- **Tarea 1**:
Responde, según el texto del viaje a Florencia, a las preguntas siguientes, cada respuesta en su línea y marcada con la misma letra.
(a) ¿Qué se recomienda llevar en el bolsillo?
(b) ¿Qué prenda se le olvidó a quien narra?
(c) ¿Cuál era el sueño que quien narra rescató este verano?

- **Texto extraído**:
========================================
Prueba a viajar con una maleta en la que apenas quepa un corazón puesto en hora, una cerradura sin llave y un par de sueños sin estrenar, doblados junto a un suéter de lana por si refresca. A trazar una línea imaginaria entre tus cuatro puntos cardinales y traspasar su frontera, dejando atrás primero el norte. Que un alma que viaja sin memoria vuela ligera y le rinde cuentas tan solo al viento.

Ah! Y no te olvides de llevar una moneda en el bolsillo para recordar que lo importante cae siempre del lado del azar. Cara utopía, cruz realidad.

Yo lo he hecho. Debo confesar que el suéter se me olvidó (a cambio me he traído un bonito catarro) pero este verano rescaté uno de mis sueños, uno de esos que  guardas en el cajón de los hitos que marcarán un antes y un después y que, con una pertinaz etiqueta de “pendiente” pareciera que siempre se quedan a medio camino entre eso mismo, la utopia y la realidad.  Le di cuerda y lo puse en marcha:  funcionaba perfectamente, con el mismo brío con el que se quedó suspendido un día. Mi sueño se llamaba: pasar mi cumpleaños bajo el Duomo, en Florencia. Y, con él saltando a la comba entre la quimera y la realidad, le abrí un agujero a la ilusión y me colé por él.

Un sueño al que pretendía acceder por el camino más difícil. Ese que va más allá de tres vuelos, cinco trenes y un autobús, ese que se hace precisamente traspasando la frontera de tus cuatro puntos cardinales, tocando tu techo, tus paredes, tanteándolos con los dedos para buscar la rendija por la que escabullirte y salir a campo abierto. Hoy día lo llamarían salir de la zona de confort pero no, esto esto no es salir de la zona de confort, ni de lejos se le parece, esto es otra cosa; es pulverizarla. Sí, reducirla a polvo (de estrellas, si es posible, que para eso es mágico) y hacer confetti con ella para celebrar la fiesta que es la vida. Memento vivere. Es obviar sus dimensiones, no verlas, que lo que no se ve, como lo que no se dice, no existe. Será que con el tiempo he llegado el convencimiento de que sólo cuando no ves tus propios límites puedes avanzar ligera, como una pluma. Sólo así puede llegarse al infinito.  Y mas allá.
========================================
- **Listado proporcionado**:
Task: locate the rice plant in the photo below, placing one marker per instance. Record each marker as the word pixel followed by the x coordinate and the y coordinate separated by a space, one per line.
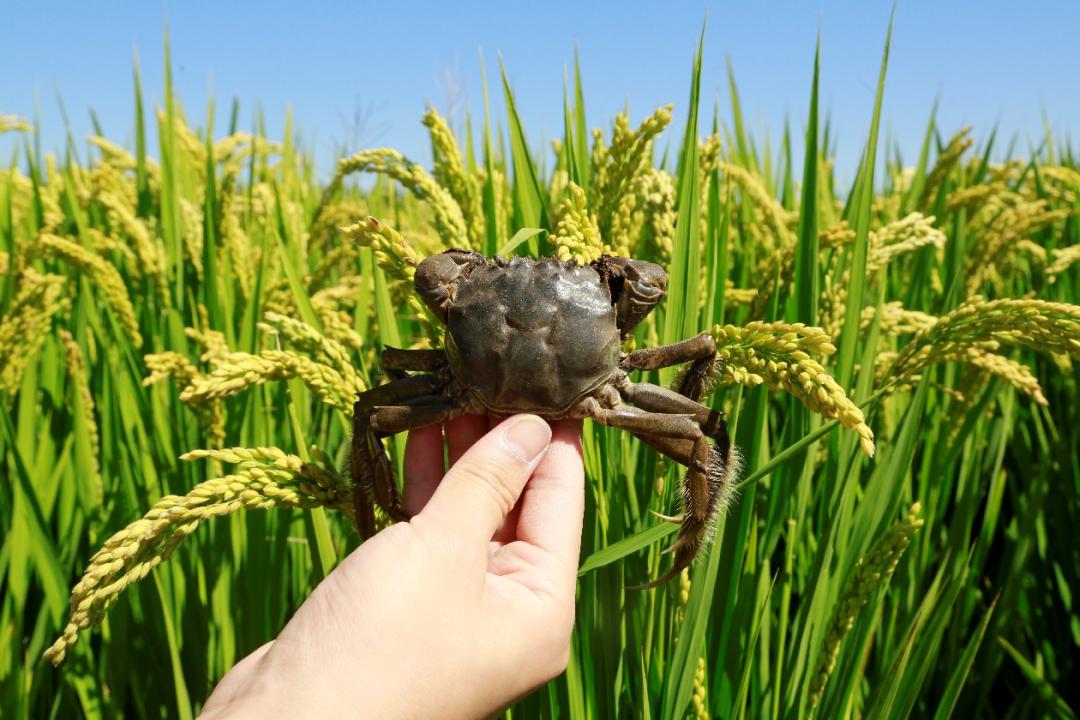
pixel 183 329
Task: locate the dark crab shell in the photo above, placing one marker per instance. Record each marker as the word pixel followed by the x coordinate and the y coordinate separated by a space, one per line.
pixel 531 336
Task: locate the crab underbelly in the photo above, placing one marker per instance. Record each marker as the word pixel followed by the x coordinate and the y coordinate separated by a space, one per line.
pixel 523 372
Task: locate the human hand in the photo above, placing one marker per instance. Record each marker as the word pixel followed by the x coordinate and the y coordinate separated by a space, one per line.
pixel 454 614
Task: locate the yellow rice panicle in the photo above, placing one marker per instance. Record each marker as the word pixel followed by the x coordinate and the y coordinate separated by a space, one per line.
pixel 23 329
pixel 447 217
pixel 14 124
pixel 238 371
pixel 781 356
pixel 450 173
pixel 301 336
pixel 577 235
pixel 266 478
pixel 104 275
pixel 872 571
pixel 628 157
pixel 1064 258
pixel 946 161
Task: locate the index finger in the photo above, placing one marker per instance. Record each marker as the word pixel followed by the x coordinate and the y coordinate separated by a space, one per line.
pixel 553 504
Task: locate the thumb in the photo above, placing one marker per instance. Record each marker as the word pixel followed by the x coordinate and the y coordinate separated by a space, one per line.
pixel 484 485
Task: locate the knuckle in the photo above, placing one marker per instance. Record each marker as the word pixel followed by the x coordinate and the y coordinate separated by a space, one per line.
pixel 491 479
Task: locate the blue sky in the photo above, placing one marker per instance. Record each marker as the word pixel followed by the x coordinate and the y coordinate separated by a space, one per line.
pixel 990 62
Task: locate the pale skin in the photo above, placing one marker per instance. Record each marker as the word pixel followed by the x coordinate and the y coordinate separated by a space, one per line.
pixel 456 613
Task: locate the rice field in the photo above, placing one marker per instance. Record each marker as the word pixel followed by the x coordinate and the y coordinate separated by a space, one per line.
pixel 184 325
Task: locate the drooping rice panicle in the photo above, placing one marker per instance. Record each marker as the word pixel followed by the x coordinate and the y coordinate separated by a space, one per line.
pixel 781 355
pixel 873 571
pixel 266 478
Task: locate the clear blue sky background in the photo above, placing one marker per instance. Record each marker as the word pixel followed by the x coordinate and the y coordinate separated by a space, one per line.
pixel 990 62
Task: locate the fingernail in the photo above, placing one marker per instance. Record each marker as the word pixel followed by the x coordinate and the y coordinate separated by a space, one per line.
pixel 527 436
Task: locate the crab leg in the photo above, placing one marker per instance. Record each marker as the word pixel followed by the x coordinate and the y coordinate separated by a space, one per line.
pixel 700 351
pixel 680 437
pixel 395 358
pixel 401 405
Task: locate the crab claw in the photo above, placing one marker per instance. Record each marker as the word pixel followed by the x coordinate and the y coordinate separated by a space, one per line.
pixel 639 286
pixel 435 276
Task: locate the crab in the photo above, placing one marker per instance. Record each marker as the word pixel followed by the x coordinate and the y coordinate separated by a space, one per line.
pixel 543 336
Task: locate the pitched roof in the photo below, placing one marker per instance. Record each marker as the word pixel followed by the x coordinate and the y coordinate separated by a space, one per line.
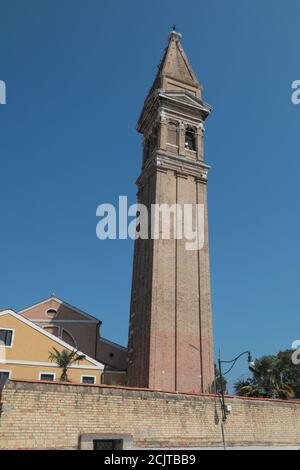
pixel 65 304
pixel 49 335
pixel 175 65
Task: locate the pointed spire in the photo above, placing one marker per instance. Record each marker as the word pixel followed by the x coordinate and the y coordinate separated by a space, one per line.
pixel 175 71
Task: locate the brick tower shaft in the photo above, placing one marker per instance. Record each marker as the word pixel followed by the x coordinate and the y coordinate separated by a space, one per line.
pixel 170 334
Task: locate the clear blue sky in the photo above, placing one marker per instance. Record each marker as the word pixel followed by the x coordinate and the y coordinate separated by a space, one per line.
pixel 77 73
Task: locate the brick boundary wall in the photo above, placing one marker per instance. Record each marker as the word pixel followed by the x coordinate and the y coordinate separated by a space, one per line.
pixel 41 415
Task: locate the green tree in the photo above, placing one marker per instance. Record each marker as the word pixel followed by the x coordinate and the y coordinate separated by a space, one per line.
pixel 273 377
pixel 64 359
pixel 219 383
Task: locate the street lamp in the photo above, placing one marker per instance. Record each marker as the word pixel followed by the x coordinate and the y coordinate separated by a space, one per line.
pixel 251 366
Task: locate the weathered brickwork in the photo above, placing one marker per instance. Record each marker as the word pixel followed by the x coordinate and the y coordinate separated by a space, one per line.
pixel 55 416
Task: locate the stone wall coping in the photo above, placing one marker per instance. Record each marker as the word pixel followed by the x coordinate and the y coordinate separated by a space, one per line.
pixel 11 384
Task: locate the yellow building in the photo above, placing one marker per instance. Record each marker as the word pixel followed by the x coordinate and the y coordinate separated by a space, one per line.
pixel 25 349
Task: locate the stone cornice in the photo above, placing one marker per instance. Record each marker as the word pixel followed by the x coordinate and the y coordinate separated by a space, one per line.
pixel 163 162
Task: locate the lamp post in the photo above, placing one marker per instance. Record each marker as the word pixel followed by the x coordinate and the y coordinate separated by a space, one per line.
pixel 221 374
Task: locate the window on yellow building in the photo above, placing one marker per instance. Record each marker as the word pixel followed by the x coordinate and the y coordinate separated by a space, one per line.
pixel 88 379
pixel 4 375
pixel 6 337
pixel 48 377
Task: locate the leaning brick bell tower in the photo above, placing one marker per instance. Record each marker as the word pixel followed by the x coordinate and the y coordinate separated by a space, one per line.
pixel 170 344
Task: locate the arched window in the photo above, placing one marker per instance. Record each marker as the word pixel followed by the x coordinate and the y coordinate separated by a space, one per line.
pixel 68 338
pixel 51 312
pixel 172 135
pixel 190 138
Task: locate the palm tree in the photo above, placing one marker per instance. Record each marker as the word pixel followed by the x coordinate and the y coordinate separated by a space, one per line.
pixel 246 388
pixel 64 360
pixel 271 379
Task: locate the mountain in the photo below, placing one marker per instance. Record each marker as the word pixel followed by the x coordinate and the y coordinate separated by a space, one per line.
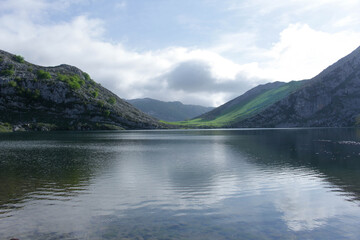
========================================
- **Tarea 2**: Recopila todas las líneas del listado que contengan la palabra "blue", teniendo en cuenta las mayúsculas y minúsculas.

- **Respuesta escrita 1**:
(a) Una moneda.
(b) El suéter.
(c) Pasar su cumpleaños bajo el Duomo, en Florencia.

- **Respuesta escrita 2**:
Task: locate the blue sky in the photo above, placing one marker per instance. Record each marker as the word pixel followed by the x coordinate and the y coordinate separated by a space, one per line.
Task: locate the clear blue sky background in the photo above, placing one marker per instance. Record each marker as the word pixel followed by the x coordinate and the y coordinate separated by a space, one per line.
Task: locate the clear blue sky in the photo above, placing one marker per instance. Record each marker as the word pixel followed by the x coordinate and the y coordinate separated by a space, one per line.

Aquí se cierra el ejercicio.